▸ **Text section**:
——————

This is not true of the testimony of Marianne Hook. As to her testimony objection was made on the inadmissibility of prior offenses ground. She testified that in the spring of 1946 O'Malley came to the ranch occupied by her and her husband, told them he was A. G. Stone and that he was an attorney representing Raymond Greer. He then made certain other representations and induced the Hooks to purchase from ‘Raymond Greer’ as grantor the ten acres of land which he had induced the daughter of Mrs. Carson to convey to ‘Greer.’ The Hooks gave O'Malley a total of $610, purportedly to pay off taxes, assessments, etc., which O'Malley represented were against the land. O'Malley also told the Hooks, as an inducement to the purchase, that the Union Oil Company wanted to lease the land, and he exhibited what purported to be a check of that company to the Hooks for $3,000, representing that the company would pay that for the lease. The Union Oil Company had no desire to lease the ten acres, and A. G. Stone was not connected with that company. Daniels was not present during any of the O'Malley-Hook transactions.
Both defendants testified on their own behalf and contradicted most of the prosecution's evidence. Such evidence merely created a conflict with that of the prosecution.
Contentions of Appellants.
Appellants, as already pointed out, contend that the evidence is insufficient to support the judgments, and that the evidence of Carson and Marianne Hook was erroneously admitted because, so it is urged, it disclosed unrelated and separate offenses. It is also urged that both appellants were denied their constitutional and statutory right to be present at all stages of their trials.
Sufficiency of the Evidence.
The brief resume of the evidence already given demonstrates beyond doubt that the guilty verdicts on all counts are amply supported. Money taken from another upon false representations or false pretenses, of course, constitutes theft. People v. Selk, 46 Cal.App.2d 140, 115 P.2d 607; People v. Cook, 10 Cal.App.2d 54, 51 P.2d 169. Here the defendants, acting together, induced the prosecutrix to deliver to them over $5,500 for two deeds to Lot No. 24, which lot was assessed at $50. They falsely represented that this lot was part of a large area owned by a defunct insurance company; that she was entitled to share in those lands under a court order; that she could secure her interest by paying off certain charges against the land; and that the total area was worth $80,000,000. Daniels further told her, falsely, that the Standard Oil Company would pay her $45,000 for her interest, and exhibited to her a forged check in that amount. The grantor of the two deeds to prosecutrix was a fictitious person. Daniels confessed most of the details of the plot to Inspector King. It is obvious that the two theft counts are amply supported.
The conspiracy counts is also clearly supported. A conspiracy, of course, need not be established by proof of an express conspiracy agreement—it is insufficient if the existence of such conspiracy can be reasonably deduced from the facts and circumstances proved. People v. Bucchierre, 57 Cal.App.2d 153, 134 P.2d 505; People v. Yant, 26 Cal.App.2d 725, 80 P.2d 506; People v. Dal Porto, 17 Cal.App.2d 755, 62 P.2d 1061, 63 P.2d 1199. The evidence clearly establishes the participation of both defendants in procuring the checks from the prosecutrix. Daniels' participation is obvious. O'Malley, as part of the fraud, procured Lot No. 24 from Mabel Carson and her daughter, and had it transferred to ‘Raymond Greer,’ an alias of Daniels. When the prosecutrix was doubtful about making the last payment to Daniels he produced O'Malley, masquerading as an employee of the Standard Oil Company, and O'Malley exhibited the $45,000 forged Standard Oil Company check. The two defendants went to Fresno and investigated the titles in the Kettleman Hills area, in order to get ‘bait’ to feed their ‘sucker list.’ The two defendants accompanied the prosecutrix to the bank when she secured the last cashier's check. Later the two defendants demanded of her an additional $5,000. That such evidence supports the inference that these various overt acts were performed pursuant to an illegal agreement constituting a conspiracy is not only reasonable but inevitable under the facts.

——————

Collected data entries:

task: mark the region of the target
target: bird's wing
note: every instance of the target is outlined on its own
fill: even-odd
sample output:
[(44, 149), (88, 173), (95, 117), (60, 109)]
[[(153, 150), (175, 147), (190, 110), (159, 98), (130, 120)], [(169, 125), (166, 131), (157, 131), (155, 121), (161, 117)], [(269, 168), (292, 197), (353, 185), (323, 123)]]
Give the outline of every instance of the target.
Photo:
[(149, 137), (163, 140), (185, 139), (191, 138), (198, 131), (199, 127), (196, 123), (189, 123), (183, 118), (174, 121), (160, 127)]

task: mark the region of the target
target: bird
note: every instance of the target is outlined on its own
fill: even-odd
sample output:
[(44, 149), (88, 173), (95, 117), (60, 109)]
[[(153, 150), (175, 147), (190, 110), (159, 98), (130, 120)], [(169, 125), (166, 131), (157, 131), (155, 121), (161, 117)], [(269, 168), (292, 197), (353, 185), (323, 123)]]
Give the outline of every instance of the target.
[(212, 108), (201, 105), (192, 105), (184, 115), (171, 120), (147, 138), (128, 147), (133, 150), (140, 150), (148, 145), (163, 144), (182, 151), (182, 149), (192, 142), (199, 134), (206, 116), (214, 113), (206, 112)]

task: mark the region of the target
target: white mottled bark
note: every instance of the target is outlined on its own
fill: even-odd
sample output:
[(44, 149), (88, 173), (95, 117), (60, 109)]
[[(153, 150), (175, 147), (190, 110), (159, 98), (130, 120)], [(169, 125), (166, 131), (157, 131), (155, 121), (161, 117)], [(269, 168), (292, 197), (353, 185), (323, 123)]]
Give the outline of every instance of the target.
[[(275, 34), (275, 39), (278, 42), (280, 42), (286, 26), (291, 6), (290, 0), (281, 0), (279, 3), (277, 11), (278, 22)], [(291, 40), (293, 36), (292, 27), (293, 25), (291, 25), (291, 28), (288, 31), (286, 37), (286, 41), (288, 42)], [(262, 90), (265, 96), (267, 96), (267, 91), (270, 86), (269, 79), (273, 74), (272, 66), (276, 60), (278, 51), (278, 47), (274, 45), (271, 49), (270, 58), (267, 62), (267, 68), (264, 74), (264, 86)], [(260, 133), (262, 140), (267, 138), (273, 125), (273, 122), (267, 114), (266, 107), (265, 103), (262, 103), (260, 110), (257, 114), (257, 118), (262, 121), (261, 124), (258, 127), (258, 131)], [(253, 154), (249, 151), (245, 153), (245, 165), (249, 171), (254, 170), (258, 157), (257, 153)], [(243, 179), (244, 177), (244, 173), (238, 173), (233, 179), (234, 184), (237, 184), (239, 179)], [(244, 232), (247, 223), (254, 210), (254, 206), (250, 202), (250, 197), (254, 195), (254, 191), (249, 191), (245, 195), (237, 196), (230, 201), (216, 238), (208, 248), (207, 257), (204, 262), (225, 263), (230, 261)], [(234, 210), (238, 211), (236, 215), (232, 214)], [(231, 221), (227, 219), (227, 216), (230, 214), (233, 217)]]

——————

▸ **What to produce**:
Reproduce everything in the land fraud text from "Contentions of Appellants." down to "of their trials.".

▸ **Worked answer**:
Contentions of Appellants.
Appellants, as already pointed out, contend that the evidence is insufficient to support the judgments, and that the evidence of Carson and Marianne Hook was erroneously admitted because, so it is urged, it disclosed unrelated and separate offenses. It is also urged that both appellants were denied their constitutional and statutory right to be present at all stages of their trials.